→ REQUIRED ACTION
The required result is every line of the records that includes "below".

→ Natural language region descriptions
------------------------

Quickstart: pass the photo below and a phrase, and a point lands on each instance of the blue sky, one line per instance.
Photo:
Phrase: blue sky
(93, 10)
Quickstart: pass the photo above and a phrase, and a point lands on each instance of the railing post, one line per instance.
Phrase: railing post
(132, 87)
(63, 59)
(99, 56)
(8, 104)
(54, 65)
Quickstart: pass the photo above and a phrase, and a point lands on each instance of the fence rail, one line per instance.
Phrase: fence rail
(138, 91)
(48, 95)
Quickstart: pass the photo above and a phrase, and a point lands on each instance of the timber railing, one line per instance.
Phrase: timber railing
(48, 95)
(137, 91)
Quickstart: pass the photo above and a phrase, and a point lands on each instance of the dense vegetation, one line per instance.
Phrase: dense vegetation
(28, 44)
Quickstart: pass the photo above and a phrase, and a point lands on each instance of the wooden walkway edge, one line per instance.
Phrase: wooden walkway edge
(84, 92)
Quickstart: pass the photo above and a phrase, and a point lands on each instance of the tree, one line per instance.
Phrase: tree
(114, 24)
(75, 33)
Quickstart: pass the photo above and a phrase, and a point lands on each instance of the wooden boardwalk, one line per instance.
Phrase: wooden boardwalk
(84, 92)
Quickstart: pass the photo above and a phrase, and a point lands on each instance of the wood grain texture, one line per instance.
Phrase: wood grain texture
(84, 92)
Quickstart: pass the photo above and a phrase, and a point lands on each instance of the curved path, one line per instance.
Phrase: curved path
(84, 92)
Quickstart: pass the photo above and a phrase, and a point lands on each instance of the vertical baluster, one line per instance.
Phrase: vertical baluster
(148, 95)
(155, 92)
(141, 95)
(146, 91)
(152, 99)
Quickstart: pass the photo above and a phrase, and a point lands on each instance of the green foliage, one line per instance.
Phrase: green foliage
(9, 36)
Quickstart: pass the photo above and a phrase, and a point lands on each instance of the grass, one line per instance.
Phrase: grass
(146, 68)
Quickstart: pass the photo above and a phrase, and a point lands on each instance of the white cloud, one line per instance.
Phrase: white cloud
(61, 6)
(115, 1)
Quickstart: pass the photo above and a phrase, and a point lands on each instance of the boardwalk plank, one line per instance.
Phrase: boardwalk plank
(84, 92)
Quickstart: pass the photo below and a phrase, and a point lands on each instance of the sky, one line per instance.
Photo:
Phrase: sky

------------------------

→ RESPONSE
Quickstart: pass the photo below and a phrase, and a point lands on each instance of the blue sky, one line per instance.
Quickstart: pass the photo below and a phrase, and a point lands on each instance of the sky, one line per instance.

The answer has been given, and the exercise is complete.